Verilen görev A
Kayıtlarda "If you could point at the railway" ifadesini içeren satırdan başlayıp kayıtların sonuna kadar giden satırları, her satır bir dizge olacak şekilde bir JSON listesi olarak düzenleyin. Boş satırları listeye almayın.

Seçilen metin

Bunu çok yazıyorlar, ben de bir tanesine cevap vermişim. Bu öyle bir şey ki, yeniyi veriyorsun, eskiyi istiyor; eskiyi veriyorsun, yeniyi istiyor. Ben aslında orada “Benim yeni yapacağım şarkıyı sen alabilecek misin? Sen o durumda mısın? Duygularına sahip çıktın mı” yazacaktım da vazgeçtim.
* Yeni üretimleriniz eskilerine göre farklılaştı mı?
Yeni üretim girdap gibi oluyor benim için. Oraya girdiğim zaman belli olur. Oradan çıkanları da ben seri halde sunarım. Şarkı sözü olarak, resim yaparak... Yemek yaparım, orada çıkar. O da bir yaratımdır. Kitap yazıyorum mesela şimdi bir taraftan. Bir tane yazdım, bitirdim. Sonra baktım, “Yok” dedim, “Bu konular şu an lazım değil”. Attım kenara. Çünkü bence insanların daha güzel ve daha faydalı şeyler öğrenmesi gereken bir zaman. Benden gelecek olandan beni seven insanların kafasında birtakım soru işaretleri kalsın isterim. Belki bir faydamız olur, ucundan kıyısından. Dünyayla alakalı yani...
Saçımla kafayı bozmuşlar
* Resim yapıyorsunuz, futbol oynamışsınız, bateri çalıyorsunuz, yemek yapıyorsunuz... Başka neler var?

Verilen görev B
Seçilen metindeki "Yeni üretim girdap gibi oluyor benim için." cümlesini İngilizceye çevirin.

Konum belirleme kayıtları
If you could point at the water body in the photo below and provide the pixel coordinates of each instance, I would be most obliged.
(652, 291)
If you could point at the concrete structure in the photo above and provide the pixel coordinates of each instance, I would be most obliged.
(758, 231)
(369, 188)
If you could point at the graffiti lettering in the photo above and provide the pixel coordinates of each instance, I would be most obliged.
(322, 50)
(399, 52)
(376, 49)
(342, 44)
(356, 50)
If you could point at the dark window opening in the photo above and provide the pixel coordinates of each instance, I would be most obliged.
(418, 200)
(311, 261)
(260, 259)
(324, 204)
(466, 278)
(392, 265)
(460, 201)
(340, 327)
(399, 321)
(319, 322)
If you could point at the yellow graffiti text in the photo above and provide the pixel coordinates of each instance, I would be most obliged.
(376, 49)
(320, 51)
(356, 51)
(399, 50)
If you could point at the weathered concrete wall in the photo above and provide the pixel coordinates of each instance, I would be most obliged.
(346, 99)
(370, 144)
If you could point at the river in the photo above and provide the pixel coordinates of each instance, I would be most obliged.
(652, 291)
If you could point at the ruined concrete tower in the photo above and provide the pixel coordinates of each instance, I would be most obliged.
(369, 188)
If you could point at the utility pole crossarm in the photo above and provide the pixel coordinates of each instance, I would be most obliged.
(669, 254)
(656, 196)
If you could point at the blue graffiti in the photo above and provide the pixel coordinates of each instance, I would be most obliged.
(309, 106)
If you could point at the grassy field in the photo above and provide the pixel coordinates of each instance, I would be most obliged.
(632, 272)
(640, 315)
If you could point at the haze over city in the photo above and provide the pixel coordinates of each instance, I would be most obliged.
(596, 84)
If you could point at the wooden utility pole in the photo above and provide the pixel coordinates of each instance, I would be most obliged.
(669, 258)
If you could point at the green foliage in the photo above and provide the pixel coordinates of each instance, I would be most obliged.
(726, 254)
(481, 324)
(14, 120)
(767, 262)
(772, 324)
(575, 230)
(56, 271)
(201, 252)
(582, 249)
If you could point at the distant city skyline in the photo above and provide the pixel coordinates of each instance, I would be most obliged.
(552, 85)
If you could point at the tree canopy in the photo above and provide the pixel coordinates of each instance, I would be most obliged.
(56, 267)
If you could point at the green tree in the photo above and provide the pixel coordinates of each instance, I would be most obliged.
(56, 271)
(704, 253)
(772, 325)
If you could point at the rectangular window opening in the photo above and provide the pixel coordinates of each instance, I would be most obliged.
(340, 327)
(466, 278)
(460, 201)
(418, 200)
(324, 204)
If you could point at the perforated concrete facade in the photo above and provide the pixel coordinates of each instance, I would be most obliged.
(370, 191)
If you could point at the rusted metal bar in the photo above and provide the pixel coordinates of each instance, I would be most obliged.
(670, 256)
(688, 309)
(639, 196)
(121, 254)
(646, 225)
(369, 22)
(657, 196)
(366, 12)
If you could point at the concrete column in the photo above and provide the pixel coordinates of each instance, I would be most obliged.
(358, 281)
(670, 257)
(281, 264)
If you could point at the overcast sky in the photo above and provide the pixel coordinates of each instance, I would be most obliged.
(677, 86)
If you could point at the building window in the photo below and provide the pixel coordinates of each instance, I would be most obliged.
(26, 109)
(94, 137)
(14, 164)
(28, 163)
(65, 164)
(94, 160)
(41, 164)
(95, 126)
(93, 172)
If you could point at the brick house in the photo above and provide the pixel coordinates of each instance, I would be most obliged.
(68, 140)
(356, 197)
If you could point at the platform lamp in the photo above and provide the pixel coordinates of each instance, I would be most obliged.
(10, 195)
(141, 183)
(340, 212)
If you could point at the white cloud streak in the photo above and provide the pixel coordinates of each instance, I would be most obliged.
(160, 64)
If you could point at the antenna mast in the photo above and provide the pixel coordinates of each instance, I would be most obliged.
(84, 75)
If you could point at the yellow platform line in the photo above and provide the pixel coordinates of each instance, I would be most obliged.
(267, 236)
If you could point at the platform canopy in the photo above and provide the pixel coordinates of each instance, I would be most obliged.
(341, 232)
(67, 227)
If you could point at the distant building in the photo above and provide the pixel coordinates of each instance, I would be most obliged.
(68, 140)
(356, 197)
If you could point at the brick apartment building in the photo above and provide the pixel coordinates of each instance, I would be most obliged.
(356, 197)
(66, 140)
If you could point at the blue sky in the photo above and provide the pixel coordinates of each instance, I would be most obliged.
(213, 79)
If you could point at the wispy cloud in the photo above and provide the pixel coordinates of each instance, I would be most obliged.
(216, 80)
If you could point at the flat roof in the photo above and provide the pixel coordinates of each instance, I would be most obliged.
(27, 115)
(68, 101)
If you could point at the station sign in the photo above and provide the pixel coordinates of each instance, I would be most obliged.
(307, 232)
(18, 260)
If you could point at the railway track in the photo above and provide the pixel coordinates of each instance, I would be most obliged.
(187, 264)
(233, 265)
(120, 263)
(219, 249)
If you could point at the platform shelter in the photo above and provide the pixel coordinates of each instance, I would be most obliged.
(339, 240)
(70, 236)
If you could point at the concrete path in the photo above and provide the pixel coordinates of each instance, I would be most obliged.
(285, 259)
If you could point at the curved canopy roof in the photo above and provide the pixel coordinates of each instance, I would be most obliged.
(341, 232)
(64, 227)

Doğru sonuç A
[
  "If you could point at the railway track in the photo above and provide the pixel coordinates of each instance, I would be most obliged.",
  "(187, 264)",
  "(233, 265)",
  "(120, 263)",
  "(219, 249)",
  "If you could point at the platform shelter in the photo above and provide the pixel coordinates of each instance, I would be most obliged.",
  "(339, 240)",
  "(70, 236)",
  "If you could point at the concrete path in the photo above and provide the pixel coordinates of each instance, I would be most obliged.",
  "(285, 259)",
  "If you could point at the curved canopy roof in the photo above and provide the pixel coordinates of each instance, I would be most obliged.",
  "(341, 232)",
  "(64, 227)"
]

Doğru sonuç B
New production is like a whirlpool for me.